President Clinton spoke forthrightly about his hope for “peaceful evolution” in China. His secretary of state, Warren Christopher, told Congress that the Clinton policy would be to encourage a “broad peaceful evolution in China from communism to democracy.” But zeal for this push soon began to fade as Beijing and entrenched interests in Washington wore him down. Clinton’s eventual support for China’s membership in the World Trade Organization combined with the free-market instincts of Chinese premier Zhu Rongji allowed for greater economic openness in China, and the hope was that a real private sector would emerge and demand political liberty. Indeed, Chinese entrepreneurs then and now have struggled for liberty where they could, but it was a mistake to think that the procession toward political liberty was inevitable.

President George W. Bush complemented his focus on the commercial and security dimensions of the relationship with a genuine concern for human rights and religious liberty. Bush pressed harder than any other president for religious and political freedom. He supported political and religious activists in China, even holding high-profile meetings with Chinese house church leaders and lawyers and speaking out against Beijing’s repression. This was all done in the hope that President Hu Jintao was a real partner under whose leadership China could become a “responsible stakeholder” in the international system. The personal diplomacy did not produce long-term change, as Hu lacked either the desire or the ability to reform his government. Almost a decade later, China’s international irresponsibility has increased, and there is little talk anymore in Washington or Beijing of responsible stake holding.

Challenges
**1.** Summarize the passage on U.S. presidents and China in two sentences.
**2.** Reproduce part of the passage on U.S. presidents and China word for word: begin at the words "President Clinton spoke" and stop after the words "liberty was inevitable.".

(Position annotation records)
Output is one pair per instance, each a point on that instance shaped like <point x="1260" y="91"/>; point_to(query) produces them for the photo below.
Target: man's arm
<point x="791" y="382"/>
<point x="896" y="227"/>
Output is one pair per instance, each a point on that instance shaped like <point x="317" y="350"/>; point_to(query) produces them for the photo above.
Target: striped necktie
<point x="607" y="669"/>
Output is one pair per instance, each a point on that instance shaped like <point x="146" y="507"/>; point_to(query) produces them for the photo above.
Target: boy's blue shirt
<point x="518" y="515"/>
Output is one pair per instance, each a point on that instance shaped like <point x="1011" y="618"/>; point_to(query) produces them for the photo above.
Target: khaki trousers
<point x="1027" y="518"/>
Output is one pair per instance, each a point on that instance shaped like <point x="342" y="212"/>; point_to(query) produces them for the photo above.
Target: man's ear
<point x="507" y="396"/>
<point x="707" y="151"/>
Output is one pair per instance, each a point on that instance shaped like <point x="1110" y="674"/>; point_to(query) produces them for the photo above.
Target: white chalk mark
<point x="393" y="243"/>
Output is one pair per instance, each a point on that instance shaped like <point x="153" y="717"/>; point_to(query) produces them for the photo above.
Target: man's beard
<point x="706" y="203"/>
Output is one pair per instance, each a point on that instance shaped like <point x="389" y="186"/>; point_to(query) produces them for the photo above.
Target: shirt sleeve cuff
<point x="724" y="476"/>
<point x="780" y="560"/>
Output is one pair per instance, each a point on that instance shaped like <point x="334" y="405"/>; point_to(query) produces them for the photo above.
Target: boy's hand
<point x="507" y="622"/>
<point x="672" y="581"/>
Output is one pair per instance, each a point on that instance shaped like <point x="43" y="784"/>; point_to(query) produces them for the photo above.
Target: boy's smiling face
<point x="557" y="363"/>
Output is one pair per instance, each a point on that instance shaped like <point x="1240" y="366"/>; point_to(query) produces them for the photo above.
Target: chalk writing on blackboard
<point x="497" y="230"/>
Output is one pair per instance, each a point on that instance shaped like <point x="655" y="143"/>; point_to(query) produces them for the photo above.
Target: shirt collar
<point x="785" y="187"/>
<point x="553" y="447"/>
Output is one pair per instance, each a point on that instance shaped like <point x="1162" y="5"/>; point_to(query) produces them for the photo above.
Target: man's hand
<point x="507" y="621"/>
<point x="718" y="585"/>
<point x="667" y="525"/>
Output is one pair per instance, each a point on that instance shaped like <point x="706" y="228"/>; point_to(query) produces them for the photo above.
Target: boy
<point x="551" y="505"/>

The answers
**1.** Clinton's administration aimed to encourage China's peaceful evolution from communism to democracy, and his eventual support for China's WTO membership helped open its economy, but his zeal faded, and it was a mistake to think political liberty would inevitably follow. Bush combined commercial and security concerns with strong support for religious and political freedom, hoping Hu Jintao would make China a responsible stakeholder, yet his personal diplomacy produced no long-term change.

**2.**
President Clinton spoke forthrightly about his hope for “peaceful evolution” in China. His secretary of state, Warren Christopher, told Congress that the Clinton policy would be to encourage a “broad peaceful evolution in China from communism to democracy.” But zeal for this push soon began to fade as Beijing and entrenched interests in Washington wore him down. Clinton’s eventual support for China’s membership in the World Trade Organization combined with the free-market instincts of Chinese premier Zhu Rongji allowed for greater economic openness in China, and the hope was that a real private sector would emerge and demand political liberty. Indeed, Chinese entrepreneurs then and now have struggled for liberty where they could, but it was a mistake to think that the procession toward political liberty was inevitable.